[OC] Vocabulary size at each English proficiency level

The data comes from a test I built that measures receptive vocabulary — the number of words a person recognizes (but may not necessarily use). It places everyone — from a student who has just started learning English to an educated native speaker — on the same scale. The units are word families (so limit, limited, and limitless count as a single unit). Users self-reported their CEFR levels.

It’s striking to see how much one has to learn to progress from level to level and potentially reach the native range.

Posted by RevolutionaryLove134

42 comments

thegodzilla25 says:

2025-12-09 at 21:21

Cool test! Took 2 mins and I learnt some things!
Zigxy says:

2025-12-09 at 21:23

I feel like part of the spread has to do with the original language of the user.

Someone who natively speaks a Germanic or Latin language is going to probably know quite a lot of Germanic and Latin words, respectively. Although their overall grasp of the language might not be great. Conversely someone from an unrelated language might need to have studied for a long time to match the vocab depth, but would have a much better grasp of other areas.
BiBoFieTo says:

2025-12-09 at 21:32

Took the test. It was really interesting. A few times it made me question my sanity because of the fake words.

It correctly identified me as a native speaker.
DameKumquat says:

2025-12-09 at 21:35

Phew, I have native level English!

▶ **To do**:
[1] Copy the records below word for word, keeping every line as it stands.
[2] Extend the thread on vocabulary size at each English proficiency level, picking up after its last comment.

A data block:
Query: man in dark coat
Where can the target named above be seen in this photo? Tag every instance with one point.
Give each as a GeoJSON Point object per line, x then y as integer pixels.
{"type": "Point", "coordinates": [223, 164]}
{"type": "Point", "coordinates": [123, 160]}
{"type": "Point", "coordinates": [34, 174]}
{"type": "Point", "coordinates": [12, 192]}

▶ **Response list**:
[1]
Query: man in dark coat
Where can the target named above be seen in this photo? Tag every instance with one point.
Give each as a GeoJSON Point object per line, x then y as integer pixels.
{"type": "Point", "coordinates": [223, 164]}
{"type": "Point", "coordinates": [123, 160]}
{"type": "Point", "coordinates": [34, 174]}
{"type": "Point", "coordinates": [12, 192]}

[2]
Nice test – will it be available in other languages?
QuantumIce8 says:

2025-12-09 at 21:35

Cool test and data! One observation: the output word count from the test is unreadable when on dark mode (Android, Firefox). The dark blue text is almost the same as the dark grey background
Few-Interview-1996 says:

2025-12-09 at 21:39

Re: Your test. Yes, I do know the meaning of the word enceinte. It just doesn’t happen to be English. :p
highlyeducated_idiot says:

2025-12-09 at 21:43

Excellent little app you have there. Good job!
PristineAnt9 says:

2025-12-09 at 21:44

Can you fix the German test? It always freezes on the last word and I desperately need to know how bad I am at German.

Also thank you, lots of fun!
samuelazers says:

2025-12-09 at 21:48

what if they have a native vocabulary but heavy accent or makes grammar mistakes?
makkerker says:

2025-12-09 at 21:50

It is not size that matters but how do you use it
zombiecalypse says:

2025-12-09 at 21:52

I’m glad I scored above the median (?) native speaker, because I’m pretty sure I’d do a lot worse in my native language
warnerbolanos says:

2025-12-09 at 21:54

The German test gets stuck on the last word.
Enuntiatrix says:

2025-12-09 at 21:56

https://preview.redd.it/5jehow00396g1.png?width=720&format=png&auto=webp&s=4c7ea0529b69d3186bdd745a271da090579ff4fc

Very nice. I’m a non-native speaker, but I started with English in school 20 years ago. Perhaps the only subject I ever needed IRL, to be honest.
PHealthy says:

2025-12-09 at 21:58

You should do this test but for risk literacy
akurgo says:

2025-12-09 at 22:03

The test is really well made. I’m C1 it seems. There are so many words that I’ve read and heard countless times, but don’t know the exact meaning of. For example, I will typically understand a sentence with words like “embellish” or “egregious” in it without really knowing the word, and so I don’t bother looking it up. Maybe I should bother.
tka4nik says:

2025-12-09 at 22:10

Nice work, and very cool test!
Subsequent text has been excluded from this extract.